What this task involves: Rewrite the lines of all the items below, switching "inner ring" to "enclosed ring" wherever it occurs and leaving the rest unchanged.

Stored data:
------------------------------
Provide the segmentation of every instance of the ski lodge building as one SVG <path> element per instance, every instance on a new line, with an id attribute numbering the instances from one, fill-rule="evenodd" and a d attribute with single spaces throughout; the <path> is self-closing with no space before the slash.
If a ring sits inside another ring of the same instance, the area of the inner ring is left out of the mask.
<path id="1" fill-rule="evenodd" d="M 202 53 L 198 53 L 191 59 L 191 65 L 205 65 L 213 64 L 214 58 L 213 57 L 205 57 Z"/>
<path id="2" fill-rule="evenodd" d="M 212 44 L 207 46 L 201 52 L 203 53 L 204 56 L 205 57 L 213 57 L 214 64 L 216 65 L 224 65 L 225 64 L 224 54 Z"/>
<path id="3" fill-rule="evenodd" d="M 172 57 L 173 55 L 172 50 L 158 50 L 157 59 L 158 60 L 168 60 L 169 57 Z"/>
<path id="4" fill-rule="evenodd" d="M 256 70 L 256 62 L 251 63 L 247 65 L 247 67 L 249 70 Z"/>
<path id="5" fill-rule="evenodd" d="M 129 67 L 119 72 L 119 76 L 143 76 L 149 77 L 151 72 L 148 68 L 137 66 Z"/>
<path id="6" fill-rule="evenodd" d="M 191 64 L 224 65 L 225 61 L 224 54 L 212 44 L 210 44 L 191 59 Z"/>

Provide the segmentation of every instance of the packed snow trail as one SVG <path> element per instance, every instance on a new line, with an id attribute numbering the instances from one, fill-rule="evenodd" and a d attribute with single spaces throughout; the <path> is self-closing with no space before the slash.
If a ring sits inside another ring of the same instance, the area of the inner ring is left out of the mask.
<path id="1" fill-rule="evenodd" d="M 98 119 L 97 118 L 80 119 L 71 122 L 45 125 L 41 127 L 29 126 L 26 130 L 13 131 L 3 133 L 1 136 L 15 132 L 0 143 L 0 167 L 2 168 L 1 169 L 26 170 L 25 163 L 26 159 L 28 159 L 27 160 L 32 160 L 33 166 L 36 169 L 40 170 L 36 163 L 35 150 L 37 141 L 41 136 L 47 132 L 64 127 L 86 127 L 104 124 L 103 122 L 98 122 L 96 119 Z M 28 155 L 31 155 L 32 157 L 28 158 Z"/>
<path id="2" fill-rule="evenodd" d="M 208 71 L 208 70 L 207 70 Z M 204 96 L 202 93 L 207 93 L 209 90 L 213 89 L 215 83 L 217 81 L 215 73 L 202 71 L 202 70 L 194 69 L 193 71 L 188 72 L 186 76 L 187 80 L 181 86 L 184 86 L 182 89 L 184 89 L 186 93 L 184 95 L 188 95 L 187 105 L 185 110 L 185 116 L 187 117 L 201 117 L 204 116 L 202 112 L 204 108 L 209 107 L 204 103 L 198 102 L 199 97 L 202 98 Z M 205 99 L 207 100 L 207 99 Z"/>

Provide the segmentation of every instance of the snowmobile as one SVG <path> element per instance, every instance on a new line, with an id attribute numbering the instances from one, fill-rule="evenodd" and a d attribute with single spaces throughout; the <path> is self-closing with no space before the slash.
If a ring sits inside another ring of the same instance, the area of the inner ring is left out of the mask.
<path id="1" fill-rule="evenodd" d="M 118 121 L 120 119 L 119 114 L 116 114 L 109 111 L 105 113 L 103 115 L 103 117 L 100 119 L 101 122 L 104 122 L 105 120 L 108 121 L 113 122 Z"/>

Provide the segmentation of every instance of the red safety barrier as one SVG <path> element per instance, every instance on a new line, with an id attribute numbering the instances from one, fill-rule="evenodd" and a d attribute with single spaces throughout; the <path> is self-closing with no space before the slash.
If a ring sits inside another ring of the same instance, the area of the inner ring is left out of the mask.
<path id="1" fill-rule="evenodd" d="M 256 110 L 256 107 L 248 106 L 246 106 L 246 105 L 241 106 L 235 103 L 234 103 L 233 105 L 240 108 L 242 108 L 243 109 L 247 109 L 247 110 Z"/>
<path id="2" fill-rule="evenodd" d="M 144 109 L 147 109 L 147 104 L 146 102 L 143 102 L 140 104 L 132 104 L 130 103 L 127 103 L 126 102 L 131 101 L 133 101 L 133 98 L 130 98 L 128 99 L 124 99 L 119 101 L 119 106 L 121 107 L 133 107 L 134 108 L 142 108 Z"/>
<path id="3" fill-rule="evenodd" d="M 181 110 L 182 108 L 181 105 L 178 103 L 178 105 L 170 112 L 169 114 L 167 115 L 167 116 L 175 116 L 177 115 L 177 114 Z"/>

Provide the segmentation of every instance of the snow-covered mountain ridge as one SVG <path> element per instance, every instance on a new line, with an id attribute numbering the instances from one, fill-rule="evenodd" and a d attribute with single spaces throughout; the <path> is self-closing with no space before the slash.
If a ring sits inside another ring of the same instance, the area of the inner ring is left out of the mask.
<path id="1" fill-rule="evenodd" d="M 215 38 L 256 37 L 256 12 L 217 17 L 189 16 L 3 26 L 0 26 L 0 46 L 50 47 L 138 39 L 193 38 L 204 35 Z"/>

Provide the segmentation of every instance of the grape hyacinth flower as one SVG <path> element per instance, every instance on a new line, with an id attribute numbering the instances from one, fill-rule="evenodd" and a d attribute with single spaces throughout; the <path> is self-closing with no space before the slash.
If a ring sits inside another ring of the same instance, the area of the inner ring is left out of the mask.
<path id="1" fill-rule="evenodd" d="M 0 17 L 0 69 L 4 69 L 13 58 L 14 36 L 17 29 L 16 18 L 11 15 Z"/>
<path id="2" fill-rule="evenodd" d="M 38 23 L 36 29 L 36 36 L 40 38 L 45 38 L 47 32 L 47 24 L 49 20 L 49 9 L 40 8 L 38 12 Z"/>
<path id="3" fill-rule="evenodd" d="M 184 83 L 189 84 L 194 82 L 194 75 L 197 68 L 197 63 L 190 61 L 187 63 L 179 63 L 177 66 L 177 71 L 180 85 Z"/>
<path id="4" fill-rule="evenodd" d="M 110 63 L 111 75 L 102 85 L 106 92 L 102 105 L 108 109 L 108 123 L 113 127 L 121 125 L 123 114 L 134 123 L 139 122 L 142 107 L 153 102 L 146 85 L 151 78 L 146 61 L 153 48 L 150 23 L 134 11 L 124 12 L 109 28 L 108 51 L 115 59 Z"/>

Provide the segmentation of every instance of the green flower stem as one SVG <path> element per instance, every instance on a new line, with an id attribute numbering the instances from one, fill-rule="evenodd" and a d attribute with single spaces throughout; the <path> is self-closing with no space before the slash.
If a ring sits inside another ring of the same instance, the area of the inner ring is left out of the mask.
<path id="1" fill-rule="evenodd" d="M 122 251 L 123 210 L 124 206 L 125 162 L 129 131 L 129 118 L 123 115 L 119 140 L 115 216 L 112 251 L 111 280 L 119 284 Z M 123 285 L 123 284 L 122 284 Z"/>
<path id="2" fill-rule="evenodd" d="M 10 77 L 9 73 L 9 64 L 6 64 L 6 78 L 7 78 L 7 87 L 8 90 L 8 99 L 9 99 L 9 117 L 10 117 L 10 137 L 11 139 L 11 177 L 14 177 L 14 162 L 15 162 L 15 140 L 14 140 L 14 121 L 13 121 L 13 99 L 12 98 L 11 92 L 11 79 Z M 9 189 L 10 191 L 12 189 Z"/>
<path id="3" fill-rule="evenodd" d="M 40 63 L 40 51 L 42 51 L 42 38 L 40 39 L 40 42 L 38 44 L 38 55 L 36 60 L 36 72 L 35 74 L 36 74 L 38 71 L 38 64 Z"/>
------------------------------
Finished task:
Provide the segmentation of every instance of the ski lodge building as one SVG <path> element per instance, every instance on a new line, with an id attribute numbering the instances from one, fill-rule="evenodd" and a d attribute with single spaces throughout; the <path> is self-closing with no space before the slash.
If a ring sits inside another ring of the same instance, the area of the enclosed ring is left out of the mask.
<path id="1" fill-rule="evenodd" d="M 202 53 L 198 53 L 191 59 L 191 65 L 205 65 L 213 64 L 214 58 L 213 57 L 205 57 Z"/>
<path id="2" fill-rule="evenodd" d="M 212 44 L 207 46 L 201 52 L 203 53 L 204 56 L 205 57 L 213 57 L 214 64 L 216 65 L 224 65 L 225 64 L 224 54 Z"/>
<path id="3" fill-rule="evenodd" d="M 172 57 L 173 55 L 172 50 L 158 50 L 157 59 L 158 60 L 168 60 L 169 57 Z"/>
<path id="4" fill-rule="evenodd" d="M 256 70 L 256 62 L 251 63 L 247 65 L 247 67 L 249 70 Z"/>
<path id="5" fill-rule="evenodd" d="M 129 67 L 119 72 L 119 76 L 143 76 L 149 77 L 151 72 L 148 68 L 137 66 Z"/>
<path id="6" fill-rule="evenodd" d="M 191 64 L 224 65 L 225 61 L 224 54 L 212 44 L 210 44 L 191 59 Z"/>

Provide the segmentation of every instance of the packed snow trail as one SVG <path> element per instance, every instance on a new line, with an id attribute numbering the instances from one, fill-rule="evenodd" and a d attribute with single spaces throughout; the <path> is self-closing with no space before the slash.
If a ring sits inside another ring of the same instance, the area of the enclosed ring is left out of the mask.
<path id="1" fill-rule="evenodd" d="M 98 119 L 97 118 L 80 119 L 71 122 L 45 125 L 41 127 L 29 126 L 26 130 L 13 131 L 3 133 L 1 136 L 15 132 L 0 143 L 0 167 L 2 168 L 1 169 L 26 170 L 25 163 L 26 159 L 28 159 L 27 160 L 32 160 L 33 166 L 36 169 L 40 170 L 36 163 L 35 150 L 37 141 L 41 136 L 47 132 L 64 127 L 86 127 L 104 124 L 103 122 L 98 122 L 96 119 Z M 28 155 L 31 155 L 32 157 L 28 158 Z"/>
<path id="2" fill-rule="evenodd" d="M 208 71 L 208 70 L 207 70 Z M 204 96 L 202 93 L 207 93 L 209 90 L 213 89 L 215 83 L 217 81 L 215 73 L 202 71 L 202 70 L 194 69 L 193 71 L 188 72 L 186 76 L 187 80 L 181 86 L 184 86 L 182 89 L 184 89 L 186 93 L 184 95 L 188 95 L 187 105 L 185 110 L 185 116 L 187 117 L 201 117 L 204 116 L 202 112 L 204 108 L 209 107 L 204 103 L 198 102 L 199 97 L 202 98 Z M 205 99 L 207 100 L 207 99 Z"/>

Provide the segmentation of every instance of the snowmobile as one SVG <path> element per instance, every instance on a new line, with an id attribute numbering the instances from one, fill-rule="evenodd" and a d attribute with single spaces throughout; the <path> is self-closing with no space before the slash.
If a ring sits inside another ring of the same instance, the area of the enclosed ring is left out of the mask.
<path id="1" fill-rule="evenodd" d="M 118 121 L 120 119 L 119 114 L 116 114 L 109 111 L 105 113 L 103 115 L 103 117 L 100 119 L 101 122 L 104 122 L 105 120 L 108 121 L 113 122 Z"/>

Provide the segmentation of every instance of the red safety barrier as one SVG <path> element per instance, every instance on a new line, with an id attribute numbering the instances from one, fill-rule="evenodd" and a d attribute with single spaces throughout; the <path> is self-closing with no space before the slash.
If a ring sits inside another ring of the same instance, the area of the enclosed ring is left out of the mask.
<path id="1" fill-rule="evenodd" d="M 256 110 L 256 107 L 248 106 L 246 106 L 246 105 L 241 106 L 235 103 L 234 103 L 233 105 L 240 108 L 242 108 L 243 109 L 247 109 L 247 110 Z"/>
<path id="2" fill-rule="evenodd" d="M 144 109 L 147 109 L 147 104 L 146 102 L 143 102 L 140 104 L 132 104 L 130 103 L 127 103 L 126 102 L 131 101 L 133 101 L 133 98 L 130 98 L 128 99 L 124 99 L 119 101 L 119 106 L 121 107 L 133 107 L 134 108 L 142 108 Z"/>
<path id="3" fill-rule="evenodd" d="M 181 110 L 182 108 L 181 105 L 178 103 L 178 105 L 170 112 L 169 114 L 167 115 L 167 116 L 175 116 L 177 115 L 177 114 Z"/>

Provide the segmentation of every instance of the snow-covered mountain ridge as one SVG <path> element per instance, every instance on a new line, with an id attribute numbering the instances from one, fill-rule="evenodd" and a d attribute with single spaces throughout; the <path> is self-closing with no space before the slash.
If a ring sits inside another ring of the same instance, the area of the enclosed ring is left out of the mask.
<path id="1" fill-rule="evenodd" d="M 215 38 L 256 37 L 256 12 L 217 17 L 189 16 L 3 26 L 0 26 L 0 46 L 50 47 L 138 39 L 193 38 L 204 35 Z"/>

Provide the segmentation of every instance of the grape hyacinth flower as one SVG <path> element per instance, every instance on a new line, with an id attribute numbering the instances from one, fill-rule="evenodd" and a d attribute with single spaces throughout; the <path> is self-closing with no space before the slash.
If a ring sits inside another ring of the same instance, the area of the enclosed ring is left out of the mask.
<path id="1" fill-rule="evenodd" d="M 0 17 L 0 69 L 4 69 L 13 58 L 14 36 L 17 29 L 16 18 L 11 15 Z"/>
<path id="2" fill-rule="evenodd" d="M 38 23 L 36 29 L 36 36 L 40 38 L 45 38 L 47 32 L 47 24 L 49 20 L 49 9 L 40 8 L 38 12 Z"/>
<path id="3" fill-rule="evenodd" d="M 184 83 L 189 84 L 194 82 L 194 75 L 197 68 L 197 63 L 190 61 L 187 63 L 179 63 L 177 66 L 177 71 L 180 85 Z"/>
<path id="4" fill-rule="evenodd" d="M 110 63 L 111 75 L 102 85 L 106 92 L 102 105 L 108 109 L 108 123 L 113 127 L 121 125 L 123 114 L 134 123 L 139 122 L 142 107 L 153 102 L 146 85 L 151 78 L 146 61 L 153 48 L 150 23 L 134 11 L 124 12 L 109 28 L 108 51 L 115 59 Z"/>

Provide the segmentation of every instance of the green flower stem as one SVG <path> element per instance, every instance on a new line, with an id attribute numbering the instances from one, fill-rule="evenodd" and a d attribute with single spaces throughout; the <path> is self-closing with no space before the slash.
If a ring sits inside another ring of the same instance, the area of the enclosed ring is left out of the mask.
<path id="1" fill-rule="evenodd" d="M 122 251 L 123 210 L 124 206 L 125 162 L 129 131 L 129 118 L 123 115 L 119 140 L 115 216 L 112 251 L 111 280 L 119 284 Z M 123 285 L 123 284 L 122 284 Z"/>
<path id="2" fill-rule="evenodd" d="M 10 77 L 9 73 L 9 64 L 6 64 L 6 78 L 7 78 L 7 87 L 8 90 L 8 99 L 9 99 L 9 117 L 10 117 L 10 137 L 11 139 L 11 177 L 14 177 L 14 162 L 15 162 L 15 140 L 14 140 L 14 121 L 13 121 L 13 99 L 12 98 L 11 92 L 11 79 Z M 9 189 L 10 191 L 12 189 Z"/>
<path id="3" fill-rule="evenodd" d="M 40 63 L 40 51 L 42 51 L 42 38 L 40 39 L 40 42 L 38 44 L 38 55 L 36 60 L 36 72 L 35 74 L 36 74 L 38 71 L 38 64 Z"/>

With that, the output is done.